▸ **Stated task**: In the blog post on World of Warcraft tradeskills, what is the passage from "The design of" to "be some restrictions."? Retype it word for word.

▸ **Page**:
▽

Tobold's Blog
Sunday, February 13, 2005
 
World of Warcraft Tradeskills

The design of combat systems in most MMORPGs has converged to an auto-attack system combined with pressing special action keys. To find innovation in MMORPGs, one has to look to crafting systems, which show a much wider range of variation. Tradeskills in World of Warcraft are innovative, but they are both a step forward, and a step back in development. This guide describes the WoW crafting system, what is new and what is old, and why there have to be some restrictions.

The MMORPGs of the last years have shown a remarkable variety of different crafting and tradeskill systems. There have been games where resources come from monster loot drops, other games where you extract resources from nodes, and even one game where you can extract resources with a harvester anywhere, but need prospect the area first for the highest concentration. In some games, your execution of crafting steps (or combines) can end with either success or failure, while in others a mix of random chance, skill and quality of ingredients determines the quality of the crafted item. In most games, you craft by a simple click, but in other games, where you need to make several choices in the process, or even play a mini-game to craft. In several games it is possible to follow a pure crafting career, without having to go adventuring and kill monsters. But in all of these games, mastering a tradeskill took many, many hours of often highly repetitive grind.

What is new in World of Warcraft is that crafting is extraordinarily hassle-free, and does not have any grind. The highest possible skill level is 300, and every attempt to make an item not only succeeds, but also has up to 100% chance to gain you one skill point, depending on the color code of the recipe. Furthermore you can make several items, and gain several skill points, with one single click, provided you have all the materials. It is thus theoretically possible to master a tradeskill with less than 300 clicks. And if you just count the time needed to click on the craft button and wait for the timer, you can master the skill in less than one hour, provided you have all the resources at hand.

△

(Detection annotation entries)
▽

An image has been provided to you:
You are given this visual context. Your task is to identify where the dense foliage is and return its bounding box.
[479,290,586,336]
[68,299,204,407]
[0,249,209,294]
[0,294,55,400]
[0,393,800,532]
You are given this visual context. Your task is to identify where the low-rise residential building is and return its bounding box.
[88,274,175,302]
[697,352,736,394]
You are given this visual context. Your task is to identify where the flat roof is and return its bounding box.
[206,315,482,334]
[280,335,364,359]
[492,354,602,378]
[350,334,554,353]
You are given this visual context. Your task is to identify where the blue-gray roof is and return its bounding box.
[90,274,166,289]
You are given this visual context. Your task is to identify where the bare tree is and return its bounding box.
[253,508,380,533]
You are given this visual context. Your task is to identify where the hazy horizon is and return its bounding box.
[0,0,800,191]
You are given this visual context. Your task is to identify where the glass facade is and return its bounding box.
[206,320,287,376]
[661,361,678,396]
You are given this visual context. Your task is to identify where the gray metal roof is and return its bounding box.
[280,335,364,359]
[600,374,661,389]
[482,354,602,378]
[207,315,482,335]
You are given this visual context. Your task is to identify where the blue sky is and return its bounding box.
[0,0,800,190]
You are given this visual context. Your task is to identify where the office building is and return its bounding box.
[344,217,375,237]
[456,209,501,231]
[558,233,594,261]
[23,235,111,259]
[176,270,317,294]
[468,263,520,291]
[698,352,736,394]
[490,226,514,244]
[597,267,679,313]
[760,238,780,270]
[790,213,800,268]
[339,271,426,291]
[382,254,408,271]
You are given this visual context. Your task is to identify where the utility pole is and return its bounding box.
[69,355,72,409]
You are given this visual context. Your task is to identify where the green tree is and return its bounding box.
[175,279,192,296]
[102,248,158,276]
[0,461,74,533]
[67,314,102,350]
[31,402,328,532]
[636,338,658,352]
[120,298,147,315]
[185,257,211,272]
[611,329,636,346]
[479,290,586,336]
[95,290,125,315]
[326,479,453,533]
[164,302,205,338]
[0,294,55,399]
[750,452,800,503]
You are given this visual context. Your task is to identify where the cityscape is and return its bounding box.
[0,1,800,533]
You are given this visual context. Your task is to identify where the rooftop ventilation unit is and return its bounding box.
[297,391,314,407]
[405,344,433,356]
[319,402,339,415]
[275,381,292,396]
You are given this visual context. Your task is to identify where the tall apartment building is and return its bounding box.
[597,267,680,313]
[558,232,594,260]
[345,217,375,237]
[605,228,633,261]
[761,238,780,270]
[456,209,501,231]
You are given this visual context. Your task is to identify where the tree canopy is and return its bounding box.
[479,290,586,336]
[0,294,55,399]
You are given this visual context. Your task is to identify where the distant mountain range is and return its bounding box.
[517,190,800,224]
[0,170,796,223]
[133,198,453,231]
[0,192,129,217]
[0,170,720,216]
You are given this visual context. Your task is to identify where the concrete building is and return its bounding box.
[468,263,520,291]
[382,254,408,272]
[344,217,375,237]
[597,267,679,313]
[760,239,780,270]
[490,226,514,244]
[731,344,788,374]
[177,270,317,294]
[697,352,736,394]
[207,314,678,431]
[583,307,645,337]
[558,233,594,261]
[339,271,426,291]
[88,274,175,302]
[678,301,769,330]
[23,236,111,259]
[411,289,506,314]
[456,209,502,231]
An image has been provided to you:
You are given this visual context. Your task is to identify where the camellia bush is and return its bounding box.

△

▸ **Correct output**:
The design of combat systems in most MMORPGs has converged to an auto-attack system combined with pressing special action keys. To find innovation in MMORPGs, one has to look to crafting systems, which show a much wider range of variation. Tradeskills in World of Warcraft are innovative, but they are both a step forward, and a step back in development. This guide describes the WoW crafting system, what is new and what is old, and why there have to be some restrictions.